# SELECTED PASSAGE:

++++++

[Zope3-dev] [DRAFT] local portlets and perspectives

Jean-Marc Orliaguet jmo at ita.chalmers.se
Wed Aug 31 18:22:42 EDT 2005


Jim Fulton wrote:

> Jean-Marc Orliaguet wrote:
> ...
>
>> Also this is as bad as storing browser view related attributes in a
>> content class - otherwise we are back to the Zope2 old days, where every
>> possible attribute was stored on the objects themselves.
>
>
> There are advantages in storing data on the object, if you can do it
> in a controlled way.  I understand and agree that you don't want the
> implementation of portlets to know about (depend on) styles.  Zope 3
> provides a mechanism, annotations, for storing data on an object
> without affecting the object's implementation.
>

here is the use case:

- the style of portlets located in slots is associated to the slot (not
to the portlets). Why? because content creators focus on content not on
CSS styles, when they add a portlet into a slot someone else has already
designed the style for the portlet.

- the same goes with widgets (the actual presentation of portlets)

here is an animation that demonstrates the idea:
http://www.z3lab.org/sections/front-page/design-features/slot-formats

- the default behaviour for portlets is to inherit formats (styles,
widgets, etc) from the slots.

++++++

# TASK OBJECTIVE:
Can you repeat a stretch of the post on local portlets and perspectives word for word, beginning at the words "- the style" and stopping after "from the slots."? The material has no connection to the post on local portlets and perspectives.

++++++

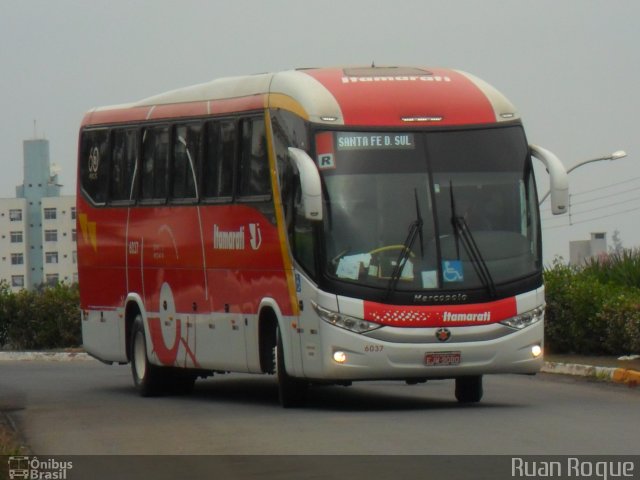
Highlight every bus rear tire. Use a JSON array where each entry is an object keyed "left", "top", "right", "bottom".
[
  {"left": 456, "top": 375, "right": 483, "bottom": 403},
  {"left": 129, "top": 314, "right": 163, "bottom": 397},
  {"left": 275, "top": 327, "right": 309, "bottom": 408}
]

++++++

# WRITTEN RESPONSE:
- the style of portlets located in slots is associated to the slot (not
to the portlets). Why? because content creators focus on content not on
CSS styles, when they add a portlet into a slot someone else has already
designed the style for the portlet.

- the same goes with widgets (the actual presentation of portlets)

here is an animation that demonstrates the idea:
http://www.z3lab.org/sections/front-page/design-features/slot-formats

- the default behaviour for portlets is to inherit formats (styles,
widgets, etc) from the slots.